*WHAT IS ASKED:* Repeat, without any change, the entries presented below.

--- BEGIN ---

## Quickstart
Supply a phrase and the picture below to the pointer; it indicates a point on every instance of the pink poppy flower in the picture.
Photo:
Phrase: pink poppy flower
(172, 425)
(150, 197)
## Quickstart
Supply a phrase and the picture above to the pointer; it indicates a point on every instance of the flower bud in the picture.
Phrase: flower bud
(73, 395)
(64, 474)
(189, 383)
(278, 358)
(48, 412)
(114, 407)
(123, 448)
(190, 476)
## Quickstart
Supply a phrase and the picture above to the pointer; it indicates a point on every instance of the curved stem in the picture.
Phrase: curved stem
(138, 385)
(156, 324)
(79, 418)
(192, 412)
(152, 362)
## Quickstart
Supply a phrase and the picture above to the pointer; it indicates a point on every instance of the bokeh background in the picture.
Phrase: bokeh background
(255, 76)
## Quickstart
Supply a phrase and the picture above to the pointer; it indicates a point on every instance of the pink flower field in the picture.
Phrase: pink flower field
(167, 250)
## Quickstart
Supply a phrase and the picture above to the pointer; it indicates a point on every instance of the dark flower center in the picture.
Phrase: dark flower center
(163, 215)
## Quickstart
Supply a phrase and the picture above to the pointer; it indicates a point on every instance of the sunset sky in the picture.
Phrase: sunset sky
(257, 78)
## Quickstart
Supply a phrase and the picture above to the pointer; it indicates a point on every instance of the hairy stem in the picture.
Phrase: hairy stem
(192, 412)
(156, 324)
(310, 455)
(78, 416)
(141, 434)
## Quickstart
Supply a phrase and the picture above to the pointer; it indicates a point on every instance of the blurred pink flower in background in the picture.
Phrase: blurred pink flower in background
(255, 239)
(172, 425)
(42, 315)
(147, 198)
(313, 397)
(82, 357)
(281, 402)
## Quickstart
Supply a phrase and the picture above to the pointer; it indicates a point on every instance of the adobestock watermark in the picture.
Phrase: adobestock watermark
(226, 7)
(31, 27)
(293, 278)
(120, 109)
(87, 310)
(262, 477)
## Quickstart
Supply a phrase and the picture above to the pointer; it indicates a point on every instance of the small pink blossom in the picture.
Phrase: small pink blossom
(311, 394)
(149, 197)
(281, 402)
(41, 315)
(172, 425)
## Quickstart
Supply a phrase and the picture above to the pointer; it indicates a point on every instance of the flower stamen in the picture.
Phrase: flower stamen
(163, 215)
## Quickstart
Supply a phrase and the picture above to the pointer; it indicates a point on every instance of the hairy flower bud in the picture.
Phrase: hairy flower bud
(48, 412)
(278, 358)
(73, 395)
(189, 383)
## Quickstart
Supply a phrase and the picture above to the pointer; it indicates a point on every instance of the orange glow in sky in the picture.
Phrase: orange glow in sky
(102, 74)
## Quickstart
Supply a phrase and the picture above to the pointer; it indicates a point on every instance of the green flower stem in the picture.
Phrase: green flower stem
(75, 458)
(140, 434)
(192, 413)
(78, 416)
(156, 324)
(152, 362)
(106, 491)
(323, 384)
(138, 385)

--- END ---

*SOLUTION FOR THIS PROBLEM:*
## Quickstart
Supply a phrase and the picture below to the pointer; it indicates a point on every instance of the pink poppy flower in the picture.
Photo:
Phrase: pink poppy flower
(172, 425)
(150, 197)
## Quickstart
Supply a phrase and the picture above to the pointer; it indicates a point on every instance of the flower bud in the picture.
Phrase: flower bud
(73, 395)
(64, 474)
(189, 383)
(278, 358)
(48, 412)
(114, 407)
(123, 448)
(190, 476)
## Quickstart
Supply a phrase and the picture above to the pointer; it indicates a point on every instance of the curved stem in the picture.
Phrase: curved stem
(138, 385)
(156, 324)
(79, 418)
(192, 412)
(152, 362)
## Quickstart
Supply a phrase and the picture above to the pointer; it indicates a point on every instance of the bokeh background in the picture.
Phrase: bokeh background
(255, 76)
## Quickstart
Supply a phrase and the picture above to the pointer; it indicates a point on every instance of the pink flower field in the picture.
Phrase: pink flower field
(167, 250)
## Quickstart
Supply a phrase and the picture above to the pointer; it indicates a point on every instance of the dark flower center in the picture.
Phrase: dark flower center
(163, 215)
## Quickstart
Supply a phrase and the picture above to the pointer; it indicates a point on every instance of the sunset sky in the picture.
Phrase: sunset sky
(257, 78)
## Quickstart
Supply a phrase and the picture above to the pointer; it indicates a point on every instance of the hairy stem in the picture.
Phrase: hairy stem
(192, 412)
(156, 324)
(310, 455)
(78, 416)
(141, 434)
## Quickstart
Supply a phrase and the picture above to the pointer; it indicates a point on every instance of the blurred pink flower in background in the picture.
Phrase: blurred pink flower in background
(255, 239)
(172, 425)
(42, 315)
(147, 198)
(313, 397)
(82, 357)
(281, 402)
## Quickstart
Supply a phrase and the picture above to the pointer; it indicates a point on every instance of the adobestock watermark in the picture.
Phrase: adobestock watermark
(226, 7)
(31, 27)
(293, 278)
(120, 109)
(87, 310)
(262, 477)
## Quickstart
Supply a phrase and the picture above to the pointer; it indicates a point on every instance of the small pink blossom in the picture.
Phrase: small pink blossom
(311, 394)
(149, 197)
(281, 402)
(41, 315)
(172, 425)
## Quickstart
Supply a phrase and the picture above to the pointer; it indicates a point on every instance of the flower stamen in the picture.
Phrase: flower stamen
(163, 215)
## Quickstart
Supply a phrase and the picture above to the pointer; it indicates a point on every instance of the hairy flower bud in the picture.
Phrase: hairy flower bud
(48, 412)
(278, 358)
(73, 395)
(189, 383)
## Quickstart
Supply a phrase and the picture above to the pointer; it indicates a point on every instance of the orange glow in sky in the picture.
Phrase: orange glow in sky
(102, 74)
## Quickstart
Supply a phrase and the picture above to the pointer; it indicates a point on every instance of the green flower stem in the picture.
Phrase: green flower stem
(75, 458)
(140, 434)
(192, 413)
(78, 416)
(156, 324)
(152, 362)
(106, 491)
(323, 384)
(138, 385)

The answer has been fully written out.